### ASSIGNED TASK
Every entry must be transcribed without alteration.
Start of Block
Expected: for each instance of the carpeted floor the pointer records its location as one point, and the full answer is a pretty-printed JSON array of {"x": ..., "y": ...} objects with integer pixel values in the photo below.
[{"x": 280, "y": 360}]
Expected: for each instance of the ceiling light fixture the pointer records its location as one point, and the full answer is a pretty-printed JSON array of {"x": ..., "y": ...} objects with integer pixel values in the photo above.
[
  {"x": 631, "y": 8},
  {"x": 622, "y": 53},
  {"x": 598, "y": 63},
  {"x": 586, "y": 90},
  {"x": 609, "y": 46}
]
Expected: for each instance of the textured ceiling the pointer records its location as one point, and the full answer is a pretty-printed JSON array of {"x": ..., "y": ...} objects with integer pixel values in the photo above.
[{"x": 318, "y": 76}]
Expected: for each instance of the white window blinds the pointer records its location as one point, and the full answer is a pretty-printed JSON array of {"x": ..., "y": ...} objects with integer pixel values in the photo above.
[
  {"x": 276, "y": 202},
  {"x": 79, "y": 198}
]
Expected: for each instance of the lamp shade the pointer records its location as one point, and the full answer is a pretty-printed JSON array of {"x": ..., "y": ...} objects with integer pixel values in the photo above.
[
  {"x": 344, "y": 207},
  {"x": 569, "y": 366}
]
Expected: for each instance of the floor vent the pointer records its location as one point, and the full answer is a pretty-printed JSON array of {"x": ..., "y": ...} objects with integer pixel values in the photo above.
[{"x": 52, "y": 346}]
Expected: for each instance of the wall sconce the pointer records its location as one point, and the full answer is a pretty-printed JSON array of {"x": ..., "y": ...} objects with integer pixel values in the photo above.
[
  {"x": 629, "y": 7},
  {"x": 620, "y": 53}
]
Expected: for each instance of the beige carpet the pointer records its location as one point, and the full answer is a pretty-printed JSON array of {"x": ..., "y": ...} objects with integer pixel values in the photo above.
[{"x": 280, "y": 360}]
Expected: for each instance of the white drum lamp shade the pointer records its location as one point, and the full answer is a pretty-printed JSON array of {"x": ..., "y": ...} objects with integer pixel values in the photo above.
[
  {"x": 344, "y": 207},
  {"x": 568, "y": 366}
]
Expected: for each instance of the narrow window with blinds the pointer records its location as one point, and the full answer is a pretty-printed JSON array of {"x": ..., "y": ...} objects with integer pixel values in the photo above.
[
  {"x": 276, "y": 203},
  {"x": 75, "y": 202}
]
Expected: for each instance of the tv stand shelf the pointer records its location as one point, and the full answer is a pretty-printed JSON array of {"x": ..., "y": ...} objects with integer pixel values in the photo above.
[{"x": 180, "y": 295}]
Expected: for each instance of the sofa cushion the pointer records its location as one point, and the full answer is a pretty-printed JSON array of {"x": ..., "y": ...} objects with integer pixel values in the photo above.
End of Block
### EXPECTED OUTPUT
Expected: for each instance of the carpeted floor the pointer records its location as one point, and the full answer is a pretty-printed JSON array of {"x": ..., "y": ...} objects with integer pixel values in the photo below.
[{"x": 280, "y": 360}]
Expected: for each instance of the ceiling light fixture the pointer records its location as one point, and the full answer is a pretty-printed JSON array of {"x": ..., "y": ...} objects with integer pixel values in the photo above.
[
  {"x": 631, "y": 8},
  {"x": 622, "y": 53},
  {"x": 598, "y": 63},
  {"x": 586, "y": 90},
  {"x": 609, "y": 46}
]
Expected: for each instance of the textured ceiling the pointer records its location as one point, and the full answer is a pretty-printed JSON array of {"x": ..., "y": ...} objects with integer pixel values in the photo above.
[{"x": 318, "y": 76}]
Expected: for each instance of the white window blinds the pointer records its location as one point, and the full answer is a pretty-printed JSON array of {"x": ..., "y": ...} objects with integer pixel values in the photo above.
[
  {"x": 276, "y": 202},
  {"x": 79, "y": 198}
]
Expected: for each instance of the lamp shade the pointer records its location as one point, and the full answer is a pretty-printed JSON array of {"x": ..., "y": ...} objects with integer pixel values in the photo above.
[
  {"x": 344, "y": 207},
  {"x": 569, "y": 366}
]
Expected: for each instance of the floor vent the pointer records its location as one point, and the full answer is a pretty-printed JSON array of {"x": ..., "y": ...} objects with integer pixel values in the photo above.
[{"x": 52, "y": 346}]
Expected: for each instance of the wall sconce the pointer records its location as one point, and the full answer is a pretty-printed JSON array of {"x": ..., "y": ...} objects with integer pixel values in the photo above.
[
  {"x": 629, "y": 7},
  {"x": 620, "y": 53}
]
Expected: for each instance of the beige carpet the pointer records its location as one point, and the full answer is a pretty-printed JSON array of {"x": ..., "y": ...} objects with integer pixel values in the photo above.
[{"x": 280, "y": 360}]
Expected: for each instance of the white drum lamp shade the pointer records its location as one point, and the full answer is a pretty-printed JSON array of {"x": ..., "y": ...} objects with integer pixel values in the photo above.
[
  {"x": 344, "y": 207},
  {"x": 568, "y": 366}
]
Expected: for each instance of the narrow window with blinds the pointer records its location as one point, and the full answer is a pretty-printed JSON array of {"x": ..., "y": ...} objects with integer pixel values in the photo above.
[
  {"x": 276, "y": 203},
  {"x": 75, "y": 202}
]
Expected: for each instance of the tv stand shelf the pointer records its location as one point, and the full answer is a pretty-printed JSON array of {"x": ..., "y": ...} objects with integer pixel values in the photo above.
[{"x": 180, "y": 295}]
Expected: for each instance of the sofa cushion the pointer records its location as one point, and the full answer is a pretty-printed JSON array of {"x": ..., "y": ...} objects with integer pixel values in the photo above.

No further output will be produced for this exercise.